RECORDS FOR THE TASK
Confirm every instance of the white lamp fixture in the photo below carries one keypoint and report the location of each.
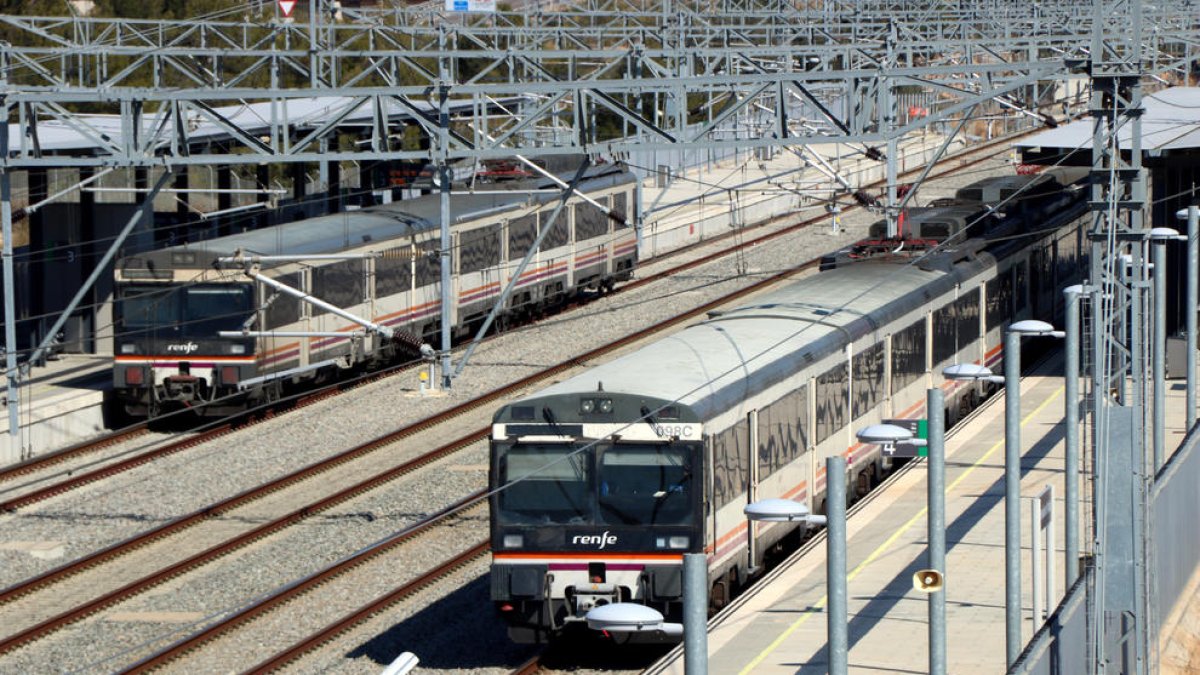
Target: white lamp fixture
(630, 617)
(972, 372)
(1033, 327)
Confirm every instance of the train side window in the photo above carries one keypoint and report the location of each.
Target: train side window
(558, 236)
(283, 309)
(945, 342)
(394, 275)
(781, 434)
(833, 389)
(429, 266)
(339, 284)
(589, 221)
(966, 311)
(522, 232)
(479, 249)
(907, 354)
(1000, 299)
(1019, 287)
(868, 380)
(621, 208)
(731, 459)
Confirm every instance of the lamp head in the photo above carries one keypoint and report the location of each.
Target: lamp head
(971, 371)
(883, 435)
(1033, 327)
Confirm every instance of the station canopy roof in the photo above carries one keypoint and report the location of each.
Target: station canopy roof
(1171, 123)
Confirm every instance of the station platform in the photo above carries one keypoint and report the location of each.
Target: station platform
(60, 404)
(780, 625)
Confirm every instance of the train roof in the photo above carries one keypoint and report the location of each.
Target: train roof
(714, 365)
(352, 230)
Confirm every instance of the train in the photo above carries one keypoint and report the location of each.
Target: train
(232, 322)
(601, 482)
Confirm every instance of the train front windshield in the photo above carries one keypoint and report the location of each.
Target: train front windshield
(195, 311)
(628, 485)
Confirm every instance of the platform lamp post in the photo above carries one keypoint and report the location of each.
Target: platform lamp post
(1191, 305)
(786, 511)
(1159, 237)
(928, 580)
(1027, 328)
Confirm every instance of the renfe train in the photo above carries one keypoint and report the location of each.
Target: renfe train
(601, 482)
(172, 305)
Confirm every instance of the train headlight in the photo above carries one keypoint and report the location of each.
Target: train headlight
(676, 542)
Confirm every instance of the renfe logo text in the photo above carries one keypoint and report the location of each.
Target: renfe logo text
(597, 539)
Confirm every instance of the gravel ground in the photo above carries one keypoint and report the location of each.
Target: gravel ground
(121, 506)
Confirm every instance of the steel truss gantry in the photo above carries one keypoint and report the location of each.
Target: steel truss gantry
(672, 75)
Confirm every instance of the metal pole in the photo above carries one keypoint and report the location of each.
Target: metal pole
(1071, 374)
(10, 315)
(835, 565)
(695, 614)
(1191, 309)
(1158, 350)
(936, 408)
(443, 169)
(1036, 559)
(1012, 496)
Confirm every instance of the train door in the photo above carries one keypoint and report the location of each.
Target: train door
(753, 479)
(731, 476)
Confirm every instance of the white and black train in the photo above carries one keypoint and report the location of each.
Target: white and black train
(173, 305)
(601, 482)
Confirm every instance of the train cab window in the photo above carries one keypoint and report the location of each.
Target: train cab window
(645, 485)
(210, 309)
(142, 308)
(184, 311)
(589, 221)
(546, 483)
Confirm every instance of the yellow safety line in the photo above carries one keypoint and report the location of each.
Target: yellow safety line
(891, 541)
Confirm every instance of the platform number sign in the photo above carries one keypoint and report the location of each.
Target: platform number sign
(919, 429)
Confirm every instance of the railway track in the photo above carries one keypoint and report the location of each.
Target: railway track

WRITTEN PROBLEM
Make an exact reproduction of the listing above, without any pictures.

OUTPUT
Confirm every instance of the white lamp fixture in the photo below carries one keypoint and report the location of each.
Target: white lamp fixture
(630, 617)
(972, 372)
(1033, 327)
Confirm every instance of the train side window in the photo above carries one keypoint and report the location of each.
Target: train side window
(558, 236)
(283, 309)
(945, 342)
(394, 275)
(781, 434)
(833, 389)
(429, 266)
(339, 284)
(589, 221)
(966, 311)
(522, 232)
(479, 249)
(907, 354)
(1000, 299)
(1019, 287)
(868, 380)
(621, 208)
(731, 459)
Confirm every instance of the lamp head in the photo above carries one keypoint and report the location of each.
Target: lamp head
(971, 371)
(883, 435)
(1033, 327)
Confirm every instance of the station canopy roof in the photo above carries one keypoint and report the location of each.
Target: station canopy roof
(1171, 123)
Confirm every instance of the station platform in the photo above carries one keypoint and report the location of each.
Target: station platform
(60, 404)
(780, 625)
Confirm every instance of the train roof in the photo above carries one keypoint and report the location of each.
Target: train roof
(714, 365)
(352, 230)
Confirm every instance of the train in the photo above carries one keypoint and report the location of each.
Target: train
(232, 322)
(601, 482)
Confirm every instance of the train front windshield in the photo above carries one keypoint and report the location of each.
Target: train front windshield
(195, 311)
(628, 485)
Confirm every instance of the platform lamp post in the photo above carries one keypoint and report the location of each.
Target: platform lamp post
(1191, 305)
(786, 511)
(1159, 237)
(928, 580)
(1027, 328)
Confirm every instance of the renfe train in the photo above carries one keypoint and report the location of each.
Target: renfe train
(601, 482)
(172, 305)
Confirm every instance of the train headlight in the photo above carries one keypoint and report the location of each.
Target: train headlight
(676, 542)
Confirm every instance of the renfe logo text in the photo above carries one keypoint and report the location of each.
Target: renfe logo text
(597, 539)
Confirm every instance of the gravel ground in the photo above carries one keypoint and report the location of each.
Target: gravel ground
(121, 506)
Confirm every instance of the steel truss gantry in the photo above carries one keypoint and report the location of each.
Target: steel truss gantry
(672, 75)
Confirm every instance of the metal pole in the photo above carries one keypoint and report the location of each.
Target: metal pole
(1071, 374)
(10, 315)
(835, 565)
(695, 614)
(1191, 309)
(1158, 350)
(936, 408)
(443, 169)
(1036, 559)
(1012, 496)
Confirm every instance of the train door in the photo above carries one keypoint and report the location of each.
Target: train door
(753, 479)
(731, 476)
Confirm every instance of the white and black train in the photo above carries one keypoint and report the location of each.
Target: white and black train
(173, 305)
(601, 482)
Confirm every instance of the train cab window in the photo above carries one keypoint and report the location of each.
Target: train cab window
(645, 485)
(210, 309)
(142, 308)
(184, 311)
(589, 221)
(546, 483)
Confirm every instance of the yellow safety line in the photo above carries one keypoint and report the location of each.
Target: yellow safety line
(891, 541)
Confirm every instance of the platform number sign in the photo above carries one keypoint and report the location of each.
Target: platform number sign
(919, 429)
Confirm every instance of the railway track in the photo above carries one keypoint and report the location of each.
Target: railway track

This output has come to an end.